(Saved entries)
——
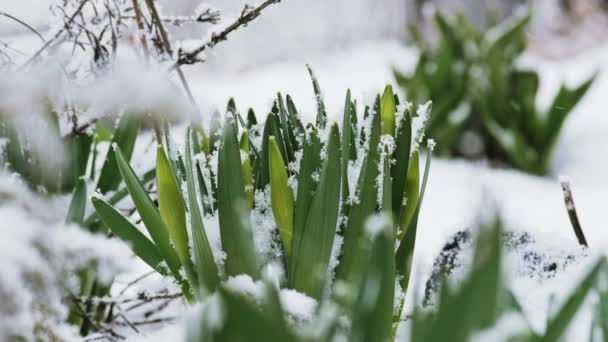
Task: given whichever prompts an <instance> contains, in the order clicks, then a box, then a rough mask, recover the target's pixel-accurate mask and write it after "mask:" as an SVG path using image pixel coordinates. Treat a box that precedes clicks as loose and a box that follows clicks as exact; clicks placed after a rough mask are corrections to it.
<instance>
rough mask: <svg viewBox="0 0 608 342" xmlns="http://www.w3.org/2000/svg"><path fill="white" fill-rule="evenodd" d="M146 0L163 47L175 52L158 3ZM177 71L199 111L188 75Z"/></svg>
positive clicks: (183, 86) (192, 104)
mask: <svg viewBox="0 0 608 342" xmlns="http://www.w3.org/2000/svg"><path fill="white" fill-rule="evenodd" d="M145 1H146V5H147V6H148V9H149V10H150V13H151V14H152V19H153V20H152V22H153V23H154V24H155V25H156V27H157V28H158V30H159V32H160V35H161V39H162V43H163V48H164V50H165V52H167V53H168V54H169V55H171V54H173V51H172V49H171V42H169V36H168V34H167V30H166V29H165V26H164V25H163V21H162V20H161V18H160V15H159V14H158V11H157V10H156V5H155V4H154V0H145ZM176 71H177V74H178V76H179V79H180V81H181V83H182V86H183V87H184V90H185V91H186V95H188V99H189V100H190V102H191V103H192V106H193V107H194V109H195V111H196V112H198V104H197V103H196V100H195V99H194V96H193V95H192V91H191V90H190V86H189V85H188V81H187V80H186V76H184V73H183V72H182V70H181V69H180V68H179V66H178V67H177V68H176ZM157 133H158V132H157ZM160 141H161V140H159V141H158V142H159V143H160Z"/></svg>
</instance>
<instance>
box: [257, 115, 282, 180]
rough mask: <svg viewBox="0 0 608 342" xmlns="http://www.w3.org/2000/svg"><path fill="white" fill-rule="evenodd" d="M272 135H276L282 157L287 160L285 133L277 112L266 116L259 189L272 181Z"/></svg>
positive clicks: (277, 141) (281, 156)
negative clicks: (267, 116) (270, 145)
mask: <svg viewBox="0 0 608 342" xmlns="http://www.w3.org/2000/svg"><path fill="white" fill-rule="evenodd" d="M270 136H274V137H275V139H276V142H277V145H278V146H279V151H281V157H282V158H283V161H285V160H287V153H286V152H285V145H284V144H283V135H282V134H281V129H280V124H279V118H278V116H277V115H276V114H274V113H270V114H268V117H267V118H266V123H265V124H264V132H263V133H262V153H261V156H260V158H261V160H260V162H261V165H260V166H261V178H260V181H259V182H258V183H257V184H256V188H257V189H259V190H262V189H264V188H265V187H266V186H267V185H268V184H269V182H270V169H269V167H268V166H269V165H270V164H269V160H268V158H269V157H268V148H269V147H268V144H269V142H268V140H269V138H270Z"/></svg>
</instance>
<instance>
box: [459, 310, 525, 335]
mask: <svg viewBox="0 0 608 342" xmlns="http://www.w3.org/2000/svg"><path fill="white" fill-rule="evenodd" d="M527 330H528V323H527V322H526V320H525V319H524V318H523V317H522V316H521V315H520V314H517V313H514V312H509V313H506V314H503V315H502V316H501V317H500V318H499V319H498V322H497V323H496V324H495V325H494V326H492V327H490V328H487V329H485V330H482V331H480V332H478V333H476V334H475V335H473V337H472V338H471V341H472V342H485V341H509V340H510V338H513V337H515V336H517V335H518V334H522V333H526V332H527Z"/></svg>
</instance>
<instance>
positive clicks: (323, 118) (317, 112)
mask: <svg viewBox="0 0 608 342" xmlns="http://www.w3.org/2000/svg"><path fill="white" fill-rule="evenodd" d="M306 68H307V69H308V73H309V74H310V78H311V79H312V88H313V91H314V92H315V100H316V102H317V124H316V126H317V127H318V128H319V129H325V126H326V125H327V113H326V112H325V102H324V101H323V94H321V87H319V81H318V80H317V77H316V76H315V73H314V71H312V68H311V67H310V65H308V64H307V65H306Z"/></svg>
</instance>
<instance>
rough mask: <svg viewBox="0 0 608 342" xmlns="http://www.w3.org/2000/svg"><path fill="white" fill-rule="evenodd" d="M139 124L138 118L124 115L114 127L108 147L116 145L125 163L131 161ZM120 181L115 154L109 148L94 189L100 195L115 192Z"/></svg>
mask: <svg viewBox="0 0 608 342" xmlns="http://www.w3.org/2000/svg"><path fill="white" fill-rule="evenodd" d="M140 123H141V120H140V119H139V117H137V116H136V115H131V114H128V113H125V114H124V115H122V116H121V117H120V119H119V121H118V126H116V129H115V130H114V134H113V135H112V141H111V145H110V146H112V144H116V145H118V146H119V147H120V148H121V150H122V151H123V153H124V155H125V158H126V159H127V161H129V160H131V155H132V154H133V149H134V147H135V140H137V133H138V132H139V126H140ZM120 180H121V178H120V172H119V171H118V166H117V165H116V157H115V152H114V149H113V148H110V149H109V150H108V154H107V156H106V159H105V161H104V163H103V166H102V167H101V173H100V176H99V180H98V181H97V186H96V187H95V189H97V190H99V192H101V193H102V194H105V193H106V192H108V191H111V190H116V189H117V188H118V185H119V184H120Z"/></svg>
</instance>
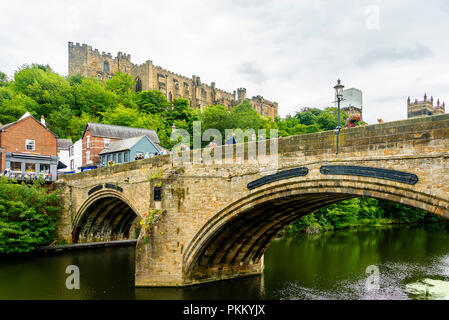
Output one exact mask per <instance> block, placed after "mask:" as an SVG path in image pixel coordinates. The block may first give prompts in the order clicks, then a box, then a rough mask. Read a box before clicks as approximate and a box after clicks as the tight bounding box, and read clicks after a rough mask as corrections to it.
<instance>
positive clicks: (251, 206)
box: [183, 178, 449, 281]
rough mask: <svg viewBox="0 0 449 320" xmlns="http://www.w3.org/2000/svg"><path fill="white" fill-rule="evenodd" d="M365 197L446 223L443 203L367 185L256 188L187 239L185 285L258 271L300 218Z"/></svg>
mask: <svg viewBox="0 0 449 320" xmlns="http://www.w3.org/2000/svg"><path fill="white" fill-rule="evenodd" d="M355 197H371V198H377V199H384V200H390V201H394V202H398V203H401V204H404V205H408V206H411V207H416V208H419V209H423V210H425V211H428V212H429V213H432V214H436V215H439V216H442V217H445V218H449V201H448V199H436V198H435V196H431V195H430V194H426V193H423V192H418V191H416V190H415V189H413V188H411V187H409V186H397V185H393V184H388V183H381V182H375V181H373V180H366V181H362V180H351V179H350V178H343V179H338V180H336V179H331V178H330V179H324V180H315V181H311V180H308V181H304V180H303V181H299V179H297V178H295V179H290V182H287V181H283V182H278V183H275V184H270V185H267V186H265V187H260V188H257V189H255V190H254V191H253V192H251V193H250V194H249V195H248V196H246V197H243V198H241V199H239V200H237V201H235V202H234V203H232V204H230V205H229V206H227V207H226V208H224V209H223V210H221V211H220V212H219V213H217V214H216V215H215V216H213V217H212V218H211V219H209V220H208V221H207V223H206V224H205V225H204V227H203V228H201V230H200V231H199V232H198V233H197V234H196V235H195V236H194V237H193V239H192V241H191V242H190V243H189V245H188V246H187V248H186V250H185V252H184V255H183V262H184V263H183V273H184V276H185V278H186V279H187V281H197V280H202V281H204V280H207V279H217V278H222V279H226V278H232V277H236V276H242V275H245V274H251V272H253V271H255V270H259V269H260V263H261V258H262V257H263V254H264V252H265V250H266V249H267V248H268V246H269V244H270V243H271V241H272V240H273V239H274V238H276V237H277V236H278V234H279V233H280V232H282V231H283V230H284V229H285V228H286V227H287V226H289V225H290V224H292V223H293V222H295V221H297V220H298V219H300V218H301V217H303V216H305V215H307V214H309V213H311V212H313V211H315V210H318V209H319V208H322V207H325V206H328V205H330V204H332V203H336V202H339V201H342V200H347V199H350V198H355Z"/></svg>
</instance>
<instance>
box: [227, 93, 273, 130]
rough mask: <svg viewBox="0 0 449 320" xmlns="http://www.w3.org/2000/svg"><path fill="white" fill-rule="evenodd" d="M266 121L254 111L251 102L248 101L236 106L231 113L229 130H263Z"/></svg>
mask: <svg viewBox="0 0 449 320" xmlns="http://www.w3.org/2000/svg"><path fill="white" fill-rule="evenodd" d="M264 124H265V120H264V119H262V117H261V116H260V115H259V113H257V111H256V110H254V108H253V106H252V104H251V102H249V101H248V100H247V99H245V100H243V101H242V103H240V104H239V105H237V106H235V107H234V108H233V109H232V111H231V127H230V128H229V129H231V128H232V129H234V128H239V129H243V130H244V129H254V130H257V129H261V128H263V127H264Z"/></svg>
——
Directions:
Reproduce the entries verbatim from the start through the line containing "positive clicks: (183, 86) (192, 104)", including that line. Leave the pictures out of your answer.

Task solution:
Task: given whichever prompts an <instance> contains, in the order clicks, then a box, then a rough mask, recover the target's pixel-accurate mask and write it after "mask:" as an SVG path using image pixel coordinates. Treat a box that precedes clicks as loose and a box that follows clicks as exact; clicks placed after a rough mask are corrections to it.
<instance>
rough mask: <svg viewBox="0 0 608 342" xmlns="http://www.w3.org/2000/svg"><path fill="white" fill-rule="evenodd" d="M146 0L163 47L175 52L158 3ZM177 71L199 111L188 75Z"/></svg>
positive clicks: (183, 86) (192, 104)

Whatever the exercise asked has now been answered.